[Saved entries]
================
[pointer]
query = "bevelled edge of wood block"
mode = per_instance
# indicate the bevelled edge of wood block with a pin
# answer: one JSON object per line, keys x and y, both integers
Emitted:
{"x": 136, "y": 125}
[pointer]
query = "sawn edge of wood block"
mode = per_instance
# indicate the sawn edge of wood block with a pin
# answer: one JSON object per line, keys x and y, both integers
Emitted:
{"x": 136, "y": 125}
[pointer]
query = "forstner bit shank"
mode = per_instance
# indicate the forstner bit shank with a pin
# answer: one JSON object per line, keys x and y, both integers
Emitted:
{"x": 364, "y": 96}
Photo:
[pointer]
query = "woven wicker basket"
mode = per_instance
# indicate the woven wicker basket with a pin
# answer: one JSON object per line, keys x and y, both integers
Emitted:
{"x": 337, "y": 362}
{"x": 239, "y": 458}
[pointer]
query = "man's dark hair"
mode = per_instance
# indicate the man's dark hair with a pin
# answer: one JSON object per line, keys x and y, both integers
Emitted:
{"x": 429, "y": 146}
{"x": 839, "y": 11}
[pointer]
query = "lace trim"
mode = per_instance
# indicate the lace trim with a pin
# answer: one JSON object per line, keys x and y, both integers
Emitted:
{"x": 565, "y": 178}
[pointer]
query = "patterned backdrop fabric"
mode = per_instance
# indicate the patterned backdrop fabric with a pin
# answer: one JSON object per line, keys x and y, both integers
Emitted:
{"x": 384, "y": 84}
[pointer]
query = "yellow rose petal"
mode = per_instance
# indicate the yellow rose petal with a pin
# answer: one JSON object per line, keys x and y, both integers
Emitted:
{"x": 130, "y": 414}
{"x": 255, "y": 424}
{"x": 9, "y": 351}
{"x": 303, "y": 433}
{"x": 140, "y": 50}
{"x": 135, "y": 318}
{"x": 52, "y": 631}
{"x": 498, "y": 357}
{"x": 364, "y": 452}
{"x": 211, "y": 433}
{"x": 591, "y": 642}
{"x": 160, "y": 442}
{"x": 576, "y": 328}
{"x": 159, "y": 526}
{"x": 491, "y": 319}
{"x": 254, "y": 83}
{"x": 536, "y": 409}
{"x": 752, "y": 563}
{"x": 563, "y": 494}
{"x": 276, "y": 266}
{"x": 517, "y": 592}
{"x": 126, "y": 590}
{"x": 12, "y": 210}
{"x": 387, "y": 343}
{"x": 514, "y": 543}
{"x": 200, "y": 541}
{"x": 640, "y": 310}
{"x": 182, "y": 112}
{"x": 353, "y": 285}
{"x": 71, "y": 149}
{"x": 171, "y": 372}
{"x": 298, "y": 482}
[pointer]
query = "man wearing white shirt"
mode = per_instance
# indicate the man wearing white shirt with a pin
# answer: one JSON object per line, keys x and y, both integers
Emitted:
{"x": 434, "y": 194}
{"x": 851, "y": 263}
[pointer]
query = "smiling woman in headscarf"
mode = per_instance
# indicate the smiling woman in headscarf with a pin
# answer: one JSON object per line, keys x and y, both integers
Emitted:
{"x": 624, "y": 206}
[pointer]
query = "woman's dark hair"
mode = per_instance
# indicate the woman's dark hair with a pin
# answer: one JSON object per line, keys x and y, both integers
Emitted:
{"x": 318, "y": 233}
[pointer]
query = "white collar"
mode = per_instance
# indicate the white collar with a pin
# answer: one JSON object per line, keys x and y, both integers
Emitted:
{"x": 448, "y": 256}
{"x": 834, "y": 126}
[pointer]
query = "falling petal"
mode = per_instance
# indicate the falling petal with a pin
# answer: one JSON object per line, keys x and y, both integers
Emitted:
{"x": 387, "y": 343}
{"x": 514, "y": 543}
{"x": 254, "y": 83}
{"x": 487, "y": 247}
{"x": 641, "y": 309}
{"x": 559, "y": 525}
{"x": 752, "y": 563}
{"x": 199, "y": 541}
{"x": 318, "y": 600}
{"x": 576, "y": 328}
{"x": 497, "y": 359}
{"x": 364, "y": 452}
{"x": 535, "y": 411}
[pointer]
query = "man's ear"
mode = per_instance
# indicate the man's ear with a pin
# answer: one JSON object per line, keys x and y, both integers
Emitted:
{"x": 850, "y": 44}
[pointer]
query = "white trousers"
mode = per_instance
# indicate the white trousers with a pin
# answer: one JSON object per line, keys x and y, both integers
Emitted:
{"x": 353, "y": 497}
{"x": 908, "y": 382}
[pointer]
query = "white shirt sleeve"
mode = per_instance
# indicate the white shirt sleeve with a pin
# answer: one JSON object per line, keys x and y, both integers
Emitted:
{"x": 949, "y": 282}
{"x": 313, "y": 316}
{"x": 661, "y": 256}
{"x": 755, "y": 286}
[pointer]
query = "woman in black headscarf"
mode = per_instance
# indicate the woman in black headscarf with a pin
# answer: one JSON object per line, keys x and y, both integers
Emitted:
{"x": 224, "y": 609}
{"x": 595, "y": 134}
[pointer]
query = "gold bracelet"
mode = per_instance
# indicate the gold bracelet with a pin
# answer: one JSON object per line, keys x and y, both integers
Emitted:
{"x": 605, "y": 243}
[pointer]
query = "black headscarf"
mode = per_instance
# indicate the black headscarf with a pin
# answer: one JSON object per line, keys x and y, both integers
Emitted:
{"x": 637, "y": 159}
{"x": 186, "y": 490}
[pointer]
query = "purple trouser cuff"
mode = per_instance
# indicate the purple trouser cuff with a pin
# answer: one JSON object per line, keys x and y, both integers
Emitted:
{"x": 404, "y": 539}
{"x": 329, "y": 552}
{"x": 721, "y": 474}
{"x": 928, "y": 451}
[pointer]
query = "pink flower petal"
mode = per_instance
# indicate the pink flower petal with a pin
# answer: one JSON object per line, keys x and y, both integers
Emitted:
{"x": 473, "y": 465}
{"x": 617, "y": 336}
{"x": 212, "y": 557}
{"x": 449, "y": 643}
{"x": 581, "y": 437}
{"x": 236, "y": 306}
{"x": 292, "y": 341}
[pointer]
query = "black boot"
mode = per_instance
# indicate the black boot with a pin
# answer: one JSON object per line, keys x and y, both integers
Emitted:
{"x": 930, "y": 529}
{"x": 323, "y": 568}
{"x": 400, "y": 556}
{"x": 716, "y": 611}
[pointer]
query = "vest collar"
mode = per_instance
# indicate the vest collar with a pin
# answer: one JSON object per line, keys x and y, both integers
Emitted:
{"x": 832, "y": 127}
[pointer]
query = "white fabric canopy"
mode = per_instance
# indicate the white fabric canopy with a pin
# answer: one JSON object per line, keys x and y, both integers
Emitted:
================
WHAT YOU ARE ASKED TO DO - Copy out every record again, letter for letter.

RESPONSE TO THIS EXERCISE -
[pointer]
query = "bevelled edge of wood block"
mode = per_instance
# indicate the bevelled edge of wood block with a pin
# answer: one JSON object per line, keys x and y, both integers
Emitted:
{"x": 136, "y": 125}
[pointer]
query = "sawn edge of wood block"
mode = per_instance
# indicate the sawn edge of wood block with a pin
# answer: one JSON object per line, keys x and y, both integers
Emitted:
{"x": 136, "y": 125}
[pointer]
query = "forstner bit shank"
mode = per_instance
# indicate the forstner bit shank with a pin
# answer: one JSON object per line, keys x and y, both integers
Emitted:
{"x": 364, "y": 96}
Photo:
[pointer]
query = "woven wicker basket"
mode = per_instance
# indicate the woven wicker basket with a pin
# answer: one JSON object per line, keys x and y, both integers
Emitted:
{"x": 337, "y": 362}
{"x": 239, "y": 458}
[pointer]
query = "man's dark hair"
mode = per_instance
# indicate the man's dark hair with a pin
# answer: one JSON object per line, keys x and y, both integers
Emitted:
{"x": 429, "y": 146}
{"x": 839, "y": 11}
[pointer]
query = "lace trim"
mode = per_instance
# indicate the lace trim with a pin
# answer: one JSON object per line, keys x and y, both integers
Emitted:
{"x": 565, "y": 178}
[pointer]
query = "patterned backdrop fabric"
mode = per_instance
# indicate the patterned backdrop fabric with a pin
# answer: one JSON object per line, keys x and y, both integers
Emitted:
{"x": 384, "y": 84}
[pointer]
query = "yellow rose petal"
mode = per_instance
# indicate the yellow rose petal with a pin
# answer: one JSON object per line, keys x and y, both integers
Emitted:
{"x": 130, "y": 414}
{"x": 255, "y": 424}
{"x": 9, "y": 351}
{"x": 303, "y": 433}
{"x": 140, "y": 50}
{"x": 135, "y": 318}
{"x": 52, "y": 631}
{"x": 498, "y": 357}
{"x": 364, "y": 452}
{"x": 211, "y": 433}
{"x": 591, "y": 642}
{"x": 160, "y": 442}
{"x": 576, "y": 328}
{"x": 159, "y": 526}
{"x": 491, "y": 319}
{"x": 254, "y": 83}
{"x": 536, "y": 409}
{"x": 752, "y": 563}
{"x": 563, "y": 494}
{"x": 276, "y": 266}
{"x": 517, "y": 592}
{"x": 126, "y": 590}
{"x": 12, "y": 210}
{"x": 387, "y": 343}
{"x": 514, "y": 543}
{"x": 200, "y": 541}
{"x": 640, "y": 310}
{"x": 182, "y": 112}
{"x": 353, "y": 285}
{"x": 71, "y": 149}
{"x": 171, "y": 372}
{"x": 298, "y": 482}
[pointer]
query = "man wearing white shirt"
mode = per_instance
# indicate the man wearing white shirt with a pin
# answer: one JSON object per line, keys x and y, both integers
Emitted:
{"x": 434, "y": 194}
{"x": 851, "y": 263}
[pointer]
query = "smiling woman in headscarf"
mode = per_instance
# indicate the smiling woman in headscarf with a pin
# answer: one JSON object per line, keys x and y, both integers
Emitted:
{"x": 624, "y": 206}
[pointer]
query = "woman's dark hair"
mode = per_instance
# indicate the woman's dark hair with a pin
# answer: one JSON object per line, keys x and y, both integers
Emitted:
{"x": 318, "y": 233}
[pointer]
query = "white collar"
mode = per_instance
# indicate the white collar with a pin
# answer: one JSON object per line, keys x and y, both integers
Emitted:
{"x": 448, "y": 256}
{"x": 834, "y": 126}
[pointer]
query = "falling petal"
mode = per_instance
# indicate the falling petal with a pin
# answer: one JSON object per line, keys x and y, both integers
Emitted:
{"x": 387, "y": 343}
{"x": 514, "y": 543}
{"x": 254, "y": 83}
{"x": 487, "y": 247}
{"x": 641, "y": 309}
{"x": 559, "y": 525}
{"x": 752, "y": 563}
{"x": 199, "y": 541}
{"x": 318, "y": 600}
{"x": 576, "y": 328}
{"x": 497, "y": 359}
{"x": 364, "y": 452}
{"x": 535, "y": 411}
[pointer]
query = "man's ear"
mode = per_instance
# indicate the man's ear with a pin
# answer: one JSON object per line, keys x and y, both integers
Emitted:
{"x": 850, "y": 44}
[pointer]
query = "white trousers"
mode = per_instance
# indicate the white trousers with a pin
# answer: one JSON object per line, keys x and y, both integers
Emitted:
{"x": 353, "y": 497}
{"x": 908, "y": 382}
[pointer]
query = "white shirt sleeve"
mode = per_instance
# indicate the white shirt sleeve with a pin
# answer: one JSON object per line, keys x and y, both integers
Emitted:
{"x": 949, "y": 282}
{"x": 313, "y": 316}
{"x": 661, "y": 256}
{"x": 755, "y": 286}
[pointer]
query = "woman in black headscarf"
mode = per_instance
# indicate the woman in black headscarf with a pin
# answer: one JSON object per line, keys x and y, both integers
Emitted:
{"x": 224, "y": 609}
{"x": 595, "y": 134}
[pointer]
query = "gold bracelet"
mode = per_instance
# indicate the gold bracelet with a pin
# answer: one JSON object per line, keys x and y, both integers
Emitted:
{"x": 605, "y": 243}
[pointer]
query = "black headscarf"
mode = per_instance
# indicate the black headscarf with a pin
# answer: one JSON object per line, keys x and y, both integers
Emitted:
{"x": 637, "y": 159}
{"x": 186, "y": 490}
[pointer]
query = "purple trouser cuff"
mode = per_instance
# indicate the purple trouser cuff with a pin
# answer: one JSON object per line, keys x and y, both integers
Emitted:
{"x": 404, "y": 539}
{"x": 329, "y": 552}
{"x": 721, "y": 474}
{"x": 928, "y": 451}
[pointer]
query = "pink flower petal"
mode = per_instance
# indicate the pink flower petal with a pin
# answer: one JSON object per line, keys x and y, both integers
Emitted:
{"x": 473, "y": 465}
{"x": 617, "y": 336}
{"x": 212, "y": 557}
{"x": 449, "y": 643}
{"x": 581, "y": 437}
{"x": 236, "y": 306}
{"x": 292, "y": 341}
[pointer]
query = "black boot"
mode = per_instance
# indicate the black boot with a pin
# answer: one JSON object per line, keys x and y, both integers
Emitted:
{"x": 930, "y": 529}
{"x": 323, "y": 568}
{"x": 400, "y": 556}
{"x": 716, "y": 611}
[pointer]
query = "vest collar"
mode = per_instance
# indicate the vest collar with a pin
# answer: one JSON object per line, keys x and y, both integers
Emitted:
{"x": 832, "y": 127}
[pointer]
query = "white fabric canopy"
mode = per_instance
# indicate the white fabric canopy with a pin
# answer: one JSON object per line, keys x and y, both integers
Emitted:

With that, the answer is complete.